* _TEXT SECTION_
▼
# Nashbar Carobn Cyclocross Fork



## Mr Pink57 (Jul 30, 2009)

Just curious who is using this fork and what you think of it?

I currently use a set of 45c Nokians and 47c Smart Sams. I just need the Nokians to fit a set of fenders.









Nashbar Carbon Cyclocross Fork - Normal Shipping Ground


----------



## lightjunction (May 17, 2011)

I rode it for a few weeks on a loaner bike. Seemed fine. It was a little on the heavy side, but for that price, how can you complain?


----------



## Mr Pink57 (Jul 30, 2009)

I think I will be getting this fork. Nashbar said there is no weight limit but they will not have any until 03/29  so I guess I will be ordering now in anticipation. And it will definitely be lighter then my fisticuff steel fork which is damn beefy.

Do a lot of gravel grinding spring/summer/fall so hope to reduce some chatter and lighten the bike up. Next will be ZTR Arch rims.


----------



## lightjunction (May 17, 2011)

Nice. In my opinion, the steel actually rides softer, but as far as weight goes, you can't beat the strength to weight ratio of carbon. And I love Stan's rims. That's definitely the way to go.


----------



## CommuterBoy (Oct 4, 2007)

I have that fork... it's been with me for 3 incarnations of the Nashbar X frame cyclocross bike. I have run it with discs exclusively. No issues at all. It looks good and works good. There are lighter ones, but a carbon cyclocross fork with disc tabs was pretty hard to come by when I got mine a few years ago...they're going to start showing up now, but Nashbar was ahead of the game with this one, in my opinion. I think it would clear a 48, depending on the tire. I currently have 38's on mine with gobs of room.


----------



## Mr Pink57 (Jul 30, 2009)

CB, could you snag a pic of the clearance on your 38s? Is there any brake chatter? I hear this can be a problem with this fork (winwood).


----------



## CommuterBoy (Oct 4, 2007)

Will do. I didn't ride it to work today so It will have to be later. 

I have had no brake chatter at all, but like I said, I've always run discs on it. Avid mechanicals. I haven't had a single issue with it. I removed the brake posts from mine (threaded) and ran it with fenders for a long time, I was stoked it had threaded eyelets for fenders.


----------



## encouragable (Dec 24, 2011)

I have this fork. I had brake chatter problems when I initially set it up with canti's, but after I replaced the Shimano pads for Kool Stops it has been much less of an issue, only on steep descents.
I've tried to put a knobbies on it (not sure the exact ISO width in mm, either a 49 or 52), not even close to fitting. The largest tires I've run on it have been 34's.


----------



## Mr Pink57 (Jul 30, 2009)

Saw this photo and seems like plenty of clearance for a 45c plus fender and my 47c non fender.
▲
* _SUPPLIED INFORMATION_
▼
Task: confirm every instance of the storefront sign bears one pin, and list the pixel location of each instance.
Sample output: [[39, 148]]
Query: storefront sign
▲
* _STATED PROBLEM 1_
Copy the passage of the fork thread starting with "I have that" and going on through "gobs of room.".
* _STATED PROBLEM 2_
Name every username that posts in the fork thread.
Work from the fork thread alone.

* _RESULT 1_
I have that fork... it's been with me for 3 incarnations of the Nashbar X frame cyclocross bike. I have run it with discs exclusively. No issues at all. It looks good and works good. There are lighter ones, but a carbon cyclocross fork with disc tabs was pretty hard to come by when I got mine a few years ago...they're going to start showing up now, but Nashbar was ahead of the game with this one, in my opinion. I think it would clear a 48, depending on the tire. I currently have 38's on mine with gobs of room.

* _RESULT 2_
Mr Pink57, lightjunction, CommuterBoy, encouragable